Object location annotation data

>> start

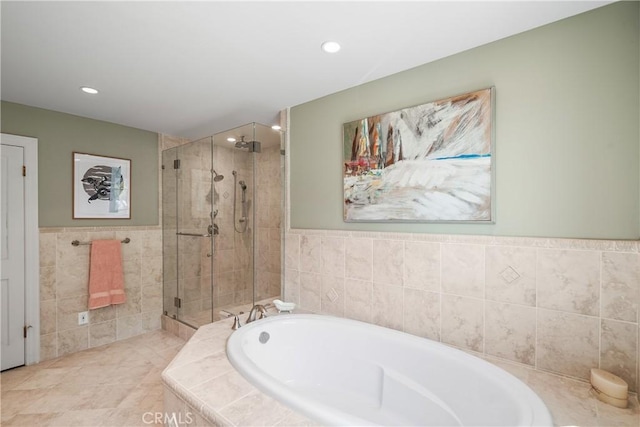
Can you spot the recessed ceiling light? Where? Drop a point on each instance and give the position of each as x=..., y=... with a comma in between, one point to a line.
x=330, y=47
x=90, y=90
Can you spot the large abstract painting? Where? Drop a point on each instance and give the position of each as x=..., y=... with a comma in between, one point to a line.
x=432, y=162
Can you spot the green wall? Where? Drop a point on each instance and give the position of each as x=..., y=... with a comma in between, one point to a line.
x=59, y=135
x=567, y=130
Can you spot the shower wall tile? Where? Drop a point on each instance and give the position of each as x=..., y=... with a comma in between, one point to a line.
x=463, y=270
x=620, y=286
x=388, y=262
x=618, y=350
x=510, y=332
x=511, y=274
x=561, y=305
x=463, y=322
x=64, y=278
x=567, y=343
x=422, y=265
x=358, y=258
x=569, y=281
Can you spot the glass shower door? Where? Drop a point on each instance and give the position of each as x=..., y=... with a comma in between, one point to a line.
x=188, y=232
x=195, y=232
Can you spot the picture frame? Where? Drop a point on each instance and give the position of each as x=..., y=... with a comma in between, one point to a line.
x=101, y=187
x=428, y=163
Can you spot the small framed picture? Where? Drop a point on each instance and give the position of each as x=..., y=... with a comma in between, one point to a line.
x=101, y=187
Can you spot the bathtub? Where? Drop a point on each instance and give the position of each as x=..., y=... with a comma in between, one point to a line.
x=344, y=372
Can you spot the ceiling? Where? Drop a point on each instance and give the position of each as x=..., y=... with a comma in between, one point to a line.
x=193, y=69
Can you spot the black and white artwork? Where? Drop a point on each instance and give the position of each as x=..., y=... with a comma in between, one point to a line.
x=101, y=187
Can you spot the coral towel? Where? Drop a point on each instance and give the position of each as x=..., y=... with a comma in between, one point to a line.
x=106, y=279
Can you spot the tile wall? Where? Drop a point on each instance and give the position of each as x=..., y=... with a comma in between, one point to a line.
x=268, y=223
x=559, y=305
x=64, y=275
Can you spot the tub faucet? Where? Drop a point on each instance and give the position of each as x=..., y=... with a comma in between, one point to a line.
x=257, y=312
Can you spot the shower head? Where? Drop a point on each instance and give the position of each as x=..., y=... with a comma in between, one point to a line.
x=243, y=144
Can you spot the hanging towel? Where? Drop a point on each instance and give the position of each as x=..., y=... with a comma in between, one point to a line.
x=106, y=279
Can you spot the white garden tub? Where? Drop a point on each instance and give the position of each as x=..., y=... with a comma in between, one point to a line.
x=343, y=372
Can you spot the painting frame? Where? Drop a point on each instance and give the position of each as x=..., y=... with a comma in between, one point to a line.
x=101, y=187
x=430, y=163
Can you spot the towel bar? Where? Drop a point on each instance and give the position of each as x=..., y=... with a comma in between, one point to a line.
x=77, y=242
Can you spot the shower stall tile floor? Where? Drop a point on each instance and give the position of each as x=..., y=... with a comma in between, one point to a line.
x=117, y=384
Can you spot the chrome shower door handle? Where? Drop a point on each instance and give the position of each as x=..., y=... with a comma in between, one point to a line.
x=179, y=233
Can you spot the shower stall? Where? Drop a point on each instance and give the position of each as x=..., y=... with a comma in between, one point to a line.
x=222, y=207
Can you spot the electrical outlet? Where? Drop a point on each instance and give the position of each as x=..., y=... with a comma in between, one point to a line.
x=83, y=318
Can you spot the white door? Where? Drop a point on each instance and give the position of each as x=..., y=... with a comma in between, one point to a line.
x=12, y=253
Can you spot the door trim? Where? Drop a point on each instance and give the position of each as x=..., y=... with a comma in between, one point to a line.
x=32, y=243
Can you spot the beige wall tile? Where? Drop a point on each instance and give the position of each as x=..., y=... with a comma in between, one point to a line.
x=358, y=294
x=73, y=340
x=333, y=256
x=47, y=242
x=388, y=262
x=422, y=265
x=332, y=302
x=463, y=270
x=422, y=313
x=511, y=274
x=102, y=333
x=47, y=283
x=311, y=254
x=569, y=281
x=462, y=322
x=620, y=286
x=386, y=306
x=102, y=314
x=67, y=310
x=618, y=350
x=48, y=313
x=48, y=346
x=567, y=343
x=510, y=332
x=292, y=286
x=310, y=289
x=358, y=259
x=129, y=326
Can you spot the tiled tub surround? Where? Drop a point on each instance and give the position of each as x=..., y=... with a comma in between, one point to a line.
x=557, y=305
x=64, y=278
x=203, y=389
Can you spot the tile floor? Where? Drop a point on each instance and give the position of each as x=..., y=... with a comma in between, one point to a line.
x=117, y=384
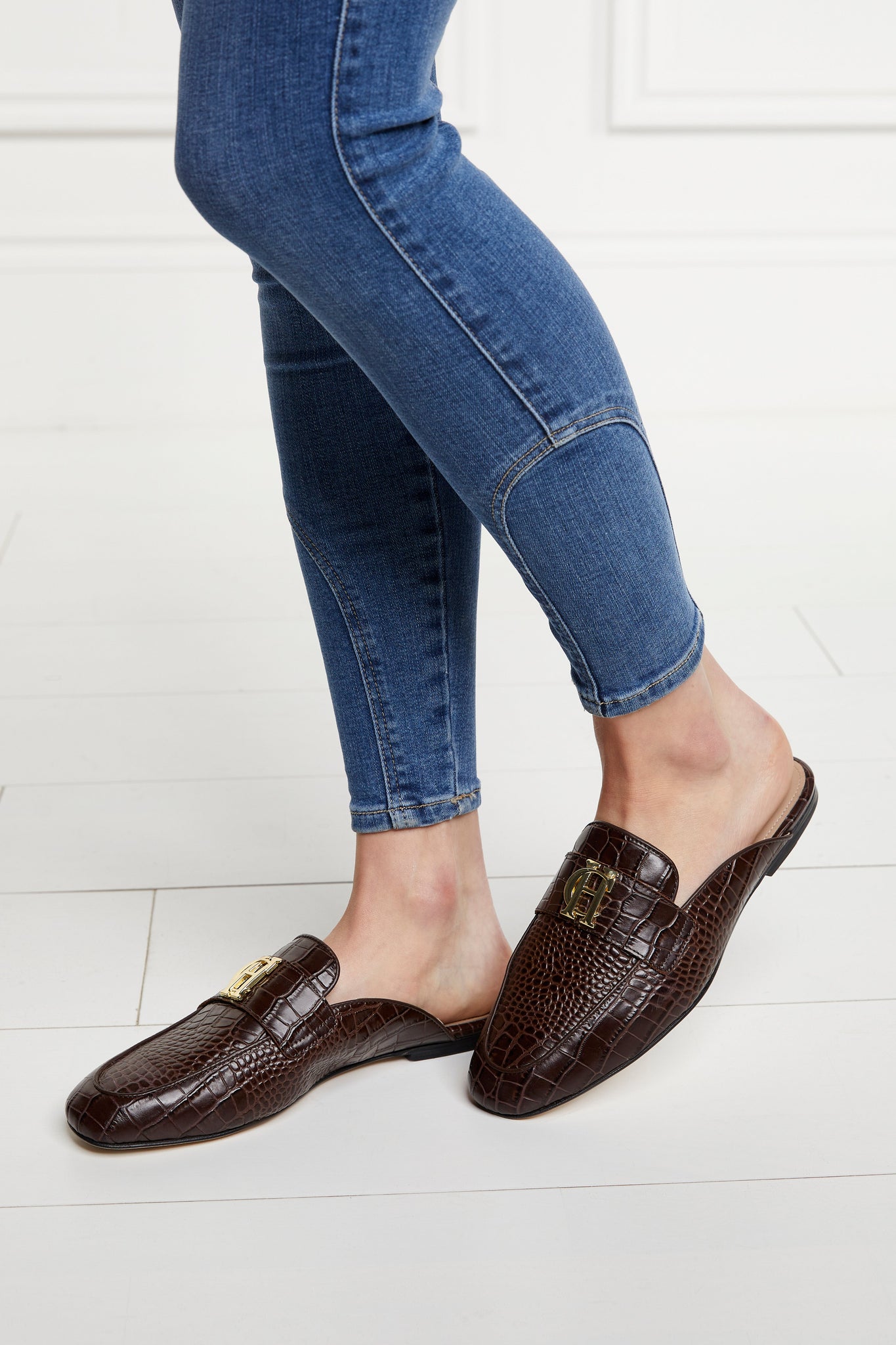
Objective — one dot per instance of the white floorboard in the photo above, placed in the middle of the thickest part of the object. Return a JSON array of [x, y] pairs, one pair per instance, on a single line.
[[91, 948], [786, 1262]]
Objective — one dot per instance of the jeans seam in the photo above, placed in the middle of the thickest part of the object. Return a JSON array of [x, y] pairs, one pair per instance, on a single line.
[[633, 695], [324, 565], [414, 807], [554, 444], [396, 245], [446, 655], [545, 600]]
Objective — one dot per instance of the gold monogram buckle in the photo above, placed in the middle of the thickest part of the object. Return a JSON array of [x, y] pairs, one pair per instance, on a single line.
[[586, 892], [249, 977]]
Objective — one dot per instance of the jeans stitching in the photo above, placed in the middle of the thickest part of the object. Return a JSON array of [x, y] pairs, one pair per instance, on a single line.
[[414, 807], [446, 655], [396, 245], [633, 695], [322, 560], [544, 599], [554, 444]]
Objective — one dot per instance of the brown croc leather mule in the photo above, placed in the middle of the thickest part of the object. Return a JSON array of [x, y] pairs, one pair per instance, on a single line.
[[610, 963], [249, 1052]]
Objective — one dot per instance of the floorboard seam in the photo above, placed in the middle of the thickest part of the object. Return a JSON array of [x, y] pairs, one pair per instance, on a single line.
[[468, 1191]]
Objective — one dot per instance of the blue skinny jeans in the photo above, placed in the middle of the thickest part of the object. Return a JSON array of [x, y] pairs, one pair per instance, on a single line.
[[435, 366]]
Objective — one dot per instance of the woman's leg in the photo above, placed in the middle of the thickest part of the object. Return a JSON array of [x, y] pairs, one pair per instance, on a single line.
[[390, 557], [309, 135]]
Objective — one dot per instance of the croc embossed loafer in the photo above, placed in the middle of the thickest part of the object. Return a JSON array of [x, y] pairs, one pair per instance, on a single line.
[[610, 963], [249, 1052]]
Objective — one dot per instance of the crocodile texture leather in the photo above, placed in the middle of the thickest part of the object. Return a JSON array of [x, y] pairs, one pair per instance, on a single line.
[[578, 1003], [230, 1064]]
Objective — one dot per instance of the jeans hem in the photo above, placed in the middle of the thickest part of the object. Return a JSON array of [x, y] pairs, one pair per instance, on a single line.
[[667, 682], [416, 814]]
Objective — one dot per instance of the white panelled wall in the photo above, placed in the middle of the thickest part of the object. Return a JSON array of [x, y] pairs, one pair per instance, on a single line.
[[723, 177]]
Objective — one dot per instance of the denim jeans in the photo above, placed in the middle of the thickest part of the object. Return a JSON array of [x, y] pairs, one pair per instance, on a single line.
[[435, 366]]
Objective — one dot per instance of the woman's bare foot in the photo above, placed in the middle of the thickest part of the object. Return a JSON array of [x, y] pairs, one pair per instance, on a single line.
[[698, 774], [419, 926]]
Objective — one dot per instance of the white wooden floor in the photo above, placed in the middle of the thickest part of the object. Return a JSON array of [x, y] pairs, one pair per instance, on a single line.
[[174, 805]]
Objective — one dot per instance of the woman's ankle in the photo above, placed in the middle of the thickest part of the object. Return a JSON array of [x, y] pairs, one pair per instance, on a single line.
[[421, 873]]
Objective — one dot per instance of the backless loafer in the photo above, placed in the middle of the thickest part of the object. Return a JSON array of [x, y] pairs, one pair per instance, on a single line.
[[610, 963], [249, 1052]]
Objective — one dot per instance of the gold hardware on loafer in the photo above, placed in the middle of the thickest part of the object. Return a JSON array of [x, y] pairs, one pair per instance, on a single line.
[[586, 892], [249, 977]]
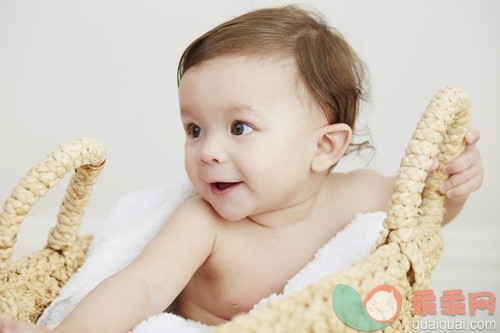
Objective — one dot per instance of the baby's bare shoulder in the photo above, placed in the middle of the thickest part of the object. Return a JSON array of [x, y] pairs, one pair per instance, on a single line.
[[367, 189]]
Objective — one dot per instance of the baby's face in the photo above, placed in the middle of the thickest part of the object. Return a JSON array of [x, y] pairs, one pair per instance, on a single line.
[[250, 137]]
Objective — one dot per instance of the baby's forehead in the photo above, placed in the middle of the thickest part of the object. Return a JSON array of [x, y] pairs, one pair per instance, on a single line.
[[280, 66]]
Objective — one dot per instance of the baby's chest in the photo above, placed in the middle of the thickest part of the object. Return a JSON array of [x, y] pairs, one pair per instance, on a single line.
[[248, 273]]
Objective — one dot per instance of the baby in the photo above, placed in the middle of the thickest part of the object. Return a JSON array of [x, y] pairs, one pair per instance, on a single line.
[[268, 101]]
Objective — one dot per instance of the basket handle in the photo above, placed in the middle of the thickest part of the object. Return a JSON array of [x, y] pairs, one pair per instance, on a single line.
[[440, 133], [86, 156]]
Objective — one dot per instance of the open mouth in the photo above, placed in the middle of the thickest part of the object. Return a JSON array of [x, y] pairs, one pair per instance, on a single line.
[[220, 187]]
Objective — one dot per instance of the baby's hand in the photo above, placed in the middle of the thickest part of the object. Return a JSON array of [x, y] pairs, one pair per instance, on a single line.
[[465, 171]]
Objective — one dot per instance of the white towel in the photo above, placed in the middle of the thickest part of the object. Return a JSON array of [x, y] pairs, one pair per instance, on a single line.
[[138, 216]]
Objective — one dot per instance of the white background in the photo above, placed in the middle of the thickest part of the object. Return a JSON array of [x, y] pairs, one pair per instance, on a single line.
[[107, 69]]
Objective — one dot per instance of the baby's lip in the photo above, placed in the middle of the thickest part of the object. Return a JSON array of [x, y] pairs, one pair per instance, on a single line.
[[223, 187]]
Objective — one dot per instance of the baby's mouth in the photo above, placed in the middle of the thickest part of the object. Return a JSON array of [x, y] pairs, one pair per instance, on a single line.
[[220, 188], [224, 185]]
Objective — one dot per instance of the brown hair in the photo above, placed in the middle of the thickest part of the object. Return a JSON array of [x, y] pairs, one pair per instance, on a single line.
[[332, 73]]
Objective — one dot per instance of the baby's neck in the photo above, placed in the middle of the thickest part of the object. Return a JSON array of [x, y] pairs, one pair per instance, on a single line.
[[309, 208]]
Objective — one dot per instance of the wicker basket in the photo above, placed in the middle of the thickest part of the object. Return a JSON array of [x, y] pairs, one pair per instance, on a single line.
[[31, 284], [403, 257]]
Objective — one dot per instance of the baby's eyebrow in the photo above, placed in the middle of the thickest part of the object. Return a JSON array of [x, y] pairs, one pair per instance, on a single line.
[[240, 109]]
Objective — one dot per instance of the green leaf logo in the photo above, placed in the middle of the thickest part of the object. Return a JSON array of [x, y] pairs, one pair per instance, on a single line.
[[379, 309]]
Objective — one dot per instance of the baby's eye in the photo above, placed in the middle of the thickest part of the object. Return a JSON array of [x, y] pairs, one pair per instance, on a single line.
[[194, 131], [240, 128]]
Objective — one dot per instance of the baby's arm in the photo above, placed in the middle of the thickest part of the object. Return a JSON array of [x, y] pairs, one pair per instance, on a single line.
[[150, 283]]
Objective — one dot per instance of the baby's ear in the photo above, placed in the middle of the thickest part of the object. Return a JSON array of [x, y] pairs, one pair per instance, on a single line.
[[333, 141]]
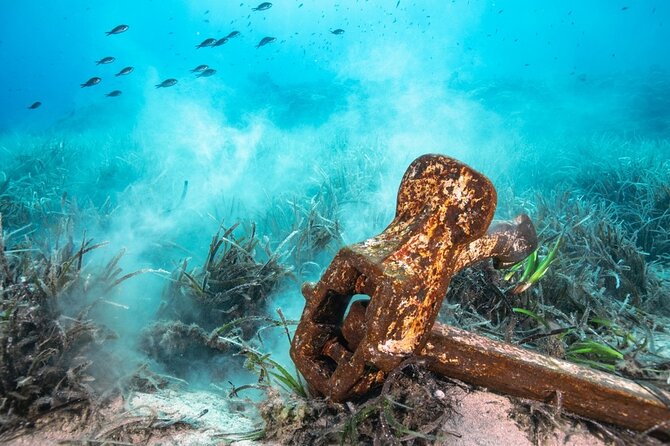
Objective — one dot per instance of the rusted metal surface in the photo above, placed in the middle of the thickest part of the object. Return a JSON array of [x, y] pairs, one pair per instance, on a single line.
[[441, 226], [515, 371], [443, 212]]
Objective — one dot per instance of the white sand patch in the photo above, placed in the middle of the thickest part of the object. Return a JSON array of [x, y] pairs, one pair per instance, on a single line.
[[485, 421]]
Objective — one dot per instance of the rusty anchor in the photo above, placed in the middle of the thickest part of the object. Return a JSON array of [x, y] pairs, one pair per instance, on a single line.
[[441, 225]]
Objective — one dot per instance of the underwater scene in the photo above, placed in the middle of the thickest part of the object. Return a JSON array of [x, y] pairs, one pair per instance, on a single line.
[[402, 222]]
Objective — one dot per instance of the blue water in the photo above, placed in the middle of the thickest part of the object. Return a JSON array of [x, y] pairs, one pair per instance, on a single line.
[[524, 91]]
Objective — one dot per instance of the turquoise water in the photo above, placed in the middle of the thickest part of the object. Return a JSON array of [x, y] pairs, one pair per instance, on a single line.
[[542, 97]]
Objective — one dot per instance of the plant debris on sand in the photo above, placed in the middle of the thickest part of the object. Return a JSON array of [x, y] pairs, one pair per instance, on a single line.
[[47, 339], [232, 286]]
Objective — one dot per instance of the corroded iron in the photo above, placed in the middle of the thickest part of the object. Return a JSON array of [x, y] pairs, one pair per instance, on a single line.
[[441, 226]]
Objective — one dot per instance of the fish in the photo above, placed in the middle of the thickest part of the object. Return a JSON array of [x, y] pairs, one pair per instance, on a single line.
[[124, 71], [118, 30], [105, 60], [91, 82], [262, 7], [207, 73], [265, 40], [206, 42], [199, 68], [167, 83]]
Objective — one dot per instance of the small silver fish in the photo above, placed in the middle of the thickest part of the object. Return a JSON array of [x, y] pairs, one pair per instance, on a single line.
[[124, 71], [167, 83], [262, 7], [105, 60], [199, 68], [265, 40], [91, 82], [206, 42], [118, 30]]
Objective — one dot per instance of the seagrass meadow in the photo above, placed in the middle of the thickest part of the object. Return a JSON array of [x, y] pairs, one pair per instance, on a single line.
[[172, 172]]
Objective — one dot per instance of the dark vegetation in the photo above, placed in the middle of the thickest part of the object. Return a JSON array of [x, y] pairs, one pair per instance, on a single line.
[[48, 340], [603, 302]]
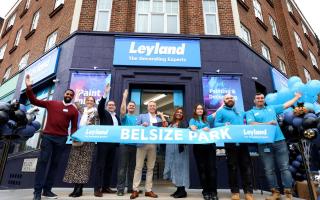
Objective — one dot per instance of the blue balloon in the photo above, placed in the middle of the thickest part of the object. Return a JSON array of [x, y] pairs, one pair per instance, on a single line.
[[293, 80], [297, 122]]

>> end

• **What is asked**:
Output exactly the lines from the line with "Objective — one dot per instance of the small" to the last line of the records, including both, and leave every picture out.

• **Reply**:
Objective — one dot per instance of the small silver fish in the photo above, placed in the middle of the thickest part of the object. Return a JSON array of [x, y] pairs, one pair per instance, on a single line.
[[124, 71], [167, 83], [262, 7], [105, 60], [199, 68], [265, 40], [91, 82], [206, 42], [118, 30]]
Objective — one dot per instance of the seagrass meadow in the photo above, placed in the middle of the thickest part of the object. Return a JSON array of [x, y] pairs, one pair per instance, on a single line.
[[172, 172]]
Objective — one dot per instance of the dark vegetation in the photo above, placed in the middle of the thickest part of the object. Return a JSON array of [x, y] pairs, one pair per instance, on a single line.
[[48, 340], [603, 302]]
Objective — one dot per instance of the blue balloon in the photo above, placed in the middle of the thickest part of the object. Return a JSON array of [x, y] pairs, one pair per instance, on a single line.
[[293, 80], [297, 122]]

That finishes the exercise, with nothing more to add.